Data

Designing Databases for i18n and l10n in Global Services

jin@catsriding.com
Feb 23, 2025
Published byJin
Designing Databases for i18n and l10n in Global Services

Designing a Database for Localized Content

To support global services, designing a database that efficiently stores and manages multilingual data is essential. This goes beyond storing translated strings—it requires careful consideration of region-specific content, performance, and scalability. Various approaches exist, such as using separate tables, expanding columns, storing JSON structures, or leveraging key-value stores. Understanding the strengths, limitations, and appropriate use cases of each method is critical.

This post analyzes database design strategies with internationalization (i18n) and localization (l10n) in mind and explores how to apply them in real-world scenarios.

1. Various localization strategies

When designing a system that requires multilingual support, the database layer can adopt several strategies. Each approach differs in performance, scalability, and maintainability, making it important to choose the right one based on the use case. This section outlines three common strategies.
----------------
• Actions to take:
a: List every approach to storing multilingual data that the database localization article names.
b: Turn the records from the line containing "For each instance of the woman in red" through the end of the records into a two-column CSV with the headers label_task and points. Each row should hold one line beginning "For each instance" in a quoted field and the coordinates that follow it in a second quoted field, with line breaks turned into spaces.
----------------
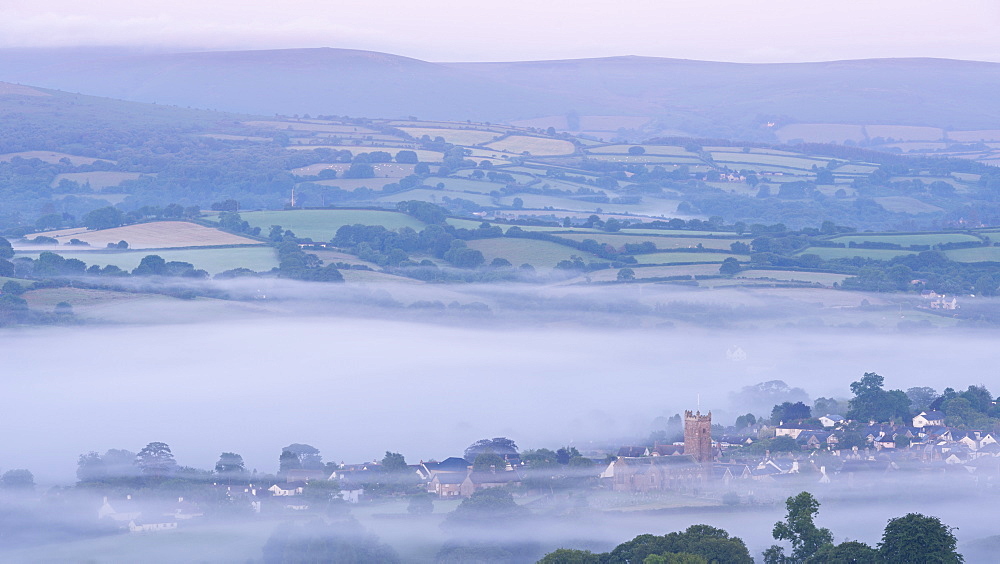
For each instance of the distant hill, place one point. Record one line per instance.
(693, 97)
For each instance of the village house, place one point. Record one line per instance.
(478, 481)
(926, 418)
(831, 419)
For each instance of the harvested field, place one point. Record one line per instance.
(97, 180)
(213, 261)
(537, 146)
(531, 251)
(906, 204)
(422, 155)
(50, 157)
(454, 136)
(668, 258)
(306, 126)
(322, 225)
(153, 235)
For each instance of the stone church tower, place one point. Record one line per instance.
(698, 436)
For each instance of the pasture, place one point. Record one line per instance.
(663, 150)
(619, 241)
(153, 235)
(422, 155)
(540, 254)
(830, 253)
(309, 126)
(908, 239)
(50, 157)
(212, 260)
(975, 254)
(906, 204)
(322, 225)
(905, 132)
(97, 179)
(454, 136)
(435, 196)
(821, 132)
(388, 170)
(824, 278)
(537, 146)
(677, 257)
(751, 159)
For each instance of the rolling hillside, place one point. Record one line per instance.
(693, 97)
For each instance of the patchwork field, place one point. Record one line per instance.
(668, 258)
(520, 251)
(97, 179)
(538, 146)
(824, 278)
(829, 253)
(309, 126)
(422, 155)
(619, 241)
(153, 235)
(905, 204)
(213, 261)
(975, 254)
(50, 157)
(751, 159)
(322, 225)
(392, 170)
(909, 239)
(454, 136)
(821, 132)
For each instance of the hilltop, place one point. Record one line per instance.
(648, 95)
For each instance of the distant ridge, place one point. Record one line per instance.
(731, 100)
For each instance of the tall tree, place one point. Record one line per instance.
(155, 459)
(799, 528)
(916, 538)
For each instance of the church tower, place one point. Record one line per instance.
(698, 436)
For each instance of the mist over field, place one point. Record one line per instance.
(306, 368)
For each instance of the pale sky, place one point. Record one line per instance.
(504, 30)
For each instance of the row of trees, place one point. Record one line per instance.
(911, 538)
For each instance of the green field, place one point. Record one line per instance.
(750, 159)
(909, 239)
(671, 150)
(668, 258)
(455, 136)
(531, 251)
(975, 254)
(213, 261)
(97, 179)
(906, 204)
(436, 196)
(619, 241)
(825, 278)
(535, 145)
(829, 253)
(322, 225)
(652, 272)
(464, 185)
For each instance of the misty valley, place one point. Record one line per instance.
(327, 305)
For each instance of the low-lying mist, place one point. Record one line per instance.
(356, 371)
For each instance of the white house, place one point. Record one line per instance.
(926, 418)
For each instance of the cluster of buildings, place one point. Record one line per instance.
(925, 447)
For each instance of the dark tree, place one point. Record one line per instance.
(155, 459)
(498, 445)
(18, 479)
(799, 528)
(230, 464)
(104, 218)
(916, 538)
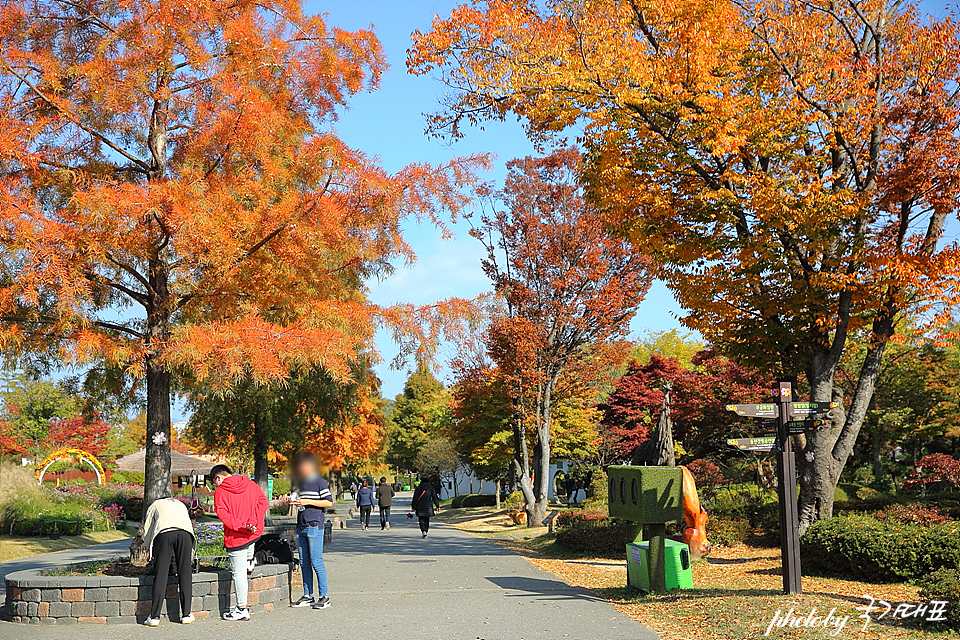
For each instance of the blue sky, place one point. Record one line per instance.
(389, 123)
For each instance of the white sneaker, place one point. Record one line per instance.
(237, 614)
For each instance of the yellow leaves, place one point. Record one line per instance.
(180, 175)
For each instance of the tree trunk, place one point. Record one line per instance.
(877, 442)
(832, 445)
(157, 479)
(261, 465)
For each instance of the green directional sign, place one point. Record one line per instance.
(761, 445)
(755, 410)
(810, 408)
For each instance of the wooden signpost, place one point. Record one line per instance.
(790, 418)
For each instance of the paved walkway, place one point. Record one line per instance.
(106, 550)
(394, 586)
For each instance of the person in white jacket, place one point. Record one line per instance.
(168, 534)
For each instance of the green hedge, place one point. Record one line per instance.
(592, 532)
(474, 500)
(879, 550)
(127, 477)
(944, 585)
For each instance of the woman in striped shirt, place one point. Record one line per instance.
(314, 496)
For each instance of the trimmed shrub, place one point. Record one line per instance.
(478, 500)
(727, 531)
(912, 512)
(592, 532)
(514, 501)
(944, 585)
(879, 550)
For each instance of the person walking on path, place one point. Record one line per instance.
(365, 500)
(168, 534)
(425, 504)
(241, 507)
(385, 495)
(314, 496)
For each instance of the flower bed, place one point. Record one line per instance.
(33, 597)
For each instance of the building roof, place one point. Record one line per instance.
(180, 463)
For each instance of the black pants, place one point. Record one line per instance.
(424, 523)
(177, 545)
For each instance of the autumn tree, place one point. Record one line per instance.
(172, 195)
(789, 165)
(418, 415)
(249, 420)
(699, 395)
(569, 290)
(39, 416)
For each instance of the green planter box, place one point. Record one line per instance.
(677, 563)
(648, 495)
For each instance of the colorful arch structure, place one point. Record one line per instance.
(62, 454)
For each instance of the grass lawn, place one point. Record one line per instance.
(738, 590)
(14, 548)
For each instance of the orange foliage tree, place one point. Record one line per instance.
(172, 196)
(341, 420)
(569, 290)
(789, 165)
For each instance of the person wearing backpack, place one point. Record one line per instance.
(425, 504)
(242, 508)
(365, 501)
(314, 496)
(385, 495)
(167, 533)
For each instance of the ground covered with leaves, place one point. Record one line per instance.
(738, 592)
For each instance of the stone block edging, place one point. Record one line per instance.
(34, 598)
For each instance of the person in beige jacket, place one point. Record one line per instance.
(168, 534)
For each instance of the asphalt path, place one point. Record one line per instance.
(393, 585)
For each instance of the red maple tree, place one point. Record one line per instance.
(172, 197)
(569, 290)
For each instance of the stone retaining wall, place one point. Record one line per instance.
(40, 599)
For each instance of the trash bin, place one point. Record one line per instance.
(676, 561)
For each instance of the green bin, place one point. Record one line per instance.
(677, 560)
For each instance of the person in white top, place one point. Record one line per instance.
(168, 533)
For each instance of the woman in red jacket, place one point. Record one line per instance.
(241, 507)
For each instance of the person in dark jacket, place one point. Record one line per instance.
(385, 495)
(425, 504)
(242, 508)
(365, 500)
(312, 498)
----------------
• Answers per task:
a:
- Using separate tables
- Expanding columns
- Storing JSON structures
- Leveraging key-value stores

b:
label_task,points
"For each instance of the woman in red jacket, place one point. Record one line per instance.","(241, 507)"
"For each instance of the person in dark jacket, place one point. Record one line per instance.","(385, 495) (425, 504) (242, 508) (365, 500) (312, 498)"